Can you reproduce every line of the records, starting at the very first line and ending at the line containing "xmin=419 ymin=539 xmax=488 ymax=665", with the requests left in place and every bounding-box coordinate lowered by 24? Leave out everything after that line.

AVAILABLE RECORDS start

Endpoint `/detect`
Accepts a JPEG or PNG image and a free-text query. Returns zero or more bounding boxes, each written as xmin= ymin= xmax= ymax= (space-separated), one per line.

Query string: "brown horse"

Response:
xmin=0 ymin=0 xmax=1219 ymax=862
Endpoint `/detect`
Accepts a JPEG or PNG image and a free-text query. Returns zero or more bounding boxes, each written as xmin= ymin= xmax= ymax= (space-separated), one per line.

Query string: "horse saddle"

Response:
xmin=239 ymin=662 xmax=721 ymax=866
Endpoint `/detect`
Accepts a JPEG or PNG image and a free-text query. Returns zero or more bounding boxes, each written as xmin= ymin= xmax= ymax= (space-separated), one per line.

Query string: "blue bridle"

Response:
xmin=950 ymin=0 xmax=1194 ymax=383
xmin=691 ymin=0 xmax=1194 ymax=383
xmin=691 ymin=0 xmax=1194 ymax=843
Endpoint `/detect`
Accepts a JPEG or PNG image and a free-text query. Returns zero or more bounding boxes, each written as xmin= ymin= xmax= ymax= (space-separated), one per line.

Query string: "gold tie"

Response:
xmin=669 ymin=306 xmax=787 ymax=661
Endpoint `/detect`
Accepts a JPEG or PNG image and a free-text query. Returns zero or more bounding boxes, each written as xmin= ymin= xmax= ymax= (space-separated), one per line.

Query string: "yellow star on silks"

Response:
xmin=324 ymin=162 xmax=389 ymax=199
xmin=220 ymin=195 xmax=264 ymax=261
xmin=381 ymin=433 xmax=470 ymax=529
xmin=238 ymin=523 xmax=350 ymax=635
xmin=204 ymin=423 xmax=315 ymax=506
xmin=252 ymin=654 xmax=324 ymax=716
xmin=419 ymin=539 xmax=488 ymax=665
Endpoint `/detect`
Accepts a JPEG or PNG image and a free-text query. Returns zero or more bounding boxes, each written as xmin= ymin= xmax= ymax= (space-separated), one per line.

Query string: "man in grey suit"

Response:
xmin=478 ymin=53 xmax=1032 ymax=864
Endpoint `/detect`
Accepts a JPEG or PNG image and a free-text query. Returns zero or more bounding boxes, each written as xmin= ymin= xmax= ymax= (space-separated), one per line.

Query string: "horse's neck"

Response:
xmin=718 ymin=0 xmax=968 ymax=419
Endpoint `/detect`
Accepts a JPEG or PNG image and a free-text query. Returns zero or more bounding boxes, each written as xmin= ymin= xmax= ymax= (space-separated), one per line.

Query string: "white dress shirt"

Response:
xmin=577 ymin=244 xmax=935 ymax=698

AVAILABLE RECORDS end

## SOLUTION
Endpoint `/detect`
Accepts a JPEG or PNG image and a free-text query. Returns zero or more bounding boxes, each written as xmin= ymin= xmax= ymax= (space-separated), one per line.

Query string: "brown horse"

Response:
xmin=-24 ymin=-24 xmax=1195 ymax=838
Endpoint `/detect`
Accepts a JPEG or PNG image and a free-text query. Returns zero or more bounding boxes, each written as xmin= ymin= xmax= ymax= (space-separated), one per line.

Query string: "horse saddle"

Response:
xmin=215 ymin=638 xmax=697 ymax=842
Endpoint `/detect`
Accepts a JPEG or PNG image and a free-text query. Returns zero or more bounding boxes, each written as xmin= ymin= xmax= ymax= (space-separated), one per line.

Query string: "blue bridle"

Response:
xmin=926 ymin=-24 xmax=1170 ymax=359
xmin=667 ymin=-24 xmax=1170 ymax=359
xmin=667 ymin=-24 xmax=1170 ymax=819
Endpoint `/detect`
Accepts a JPEG or PNG image and a free-text query. Returns zero or more bounding boxes, each written as xmin= ymin= xmax= ymax= (space-separated), one per line.

Query string: "gold tie"

Response:
xmin=645 ymin=282 xmax=763 ymax=637
Endpoint `/detect`
Accepts a JPEG or PNG image and a free-text query. Returns zero or more bounding boxes, each written as xmin= ymin= xmax= ymax= (space-separated), one per line.

Query string: "yellow star on silks"

Response:
xmin=300 ymin=138 xmax=365 ymax=175
xmin=196 ymin=171 xmax=240 ymax=237
xmin=357 ymin=409 xmax=446 ymax=505
xmin=214 ymin=499 xmax=326 ymax=611
xmin=180 ymin=399 xmax=291 ymax=482
xmin=228 ymin=630 xmax=300 ymax=692
xmin=395 ymin=515 xmax=464 ymax=641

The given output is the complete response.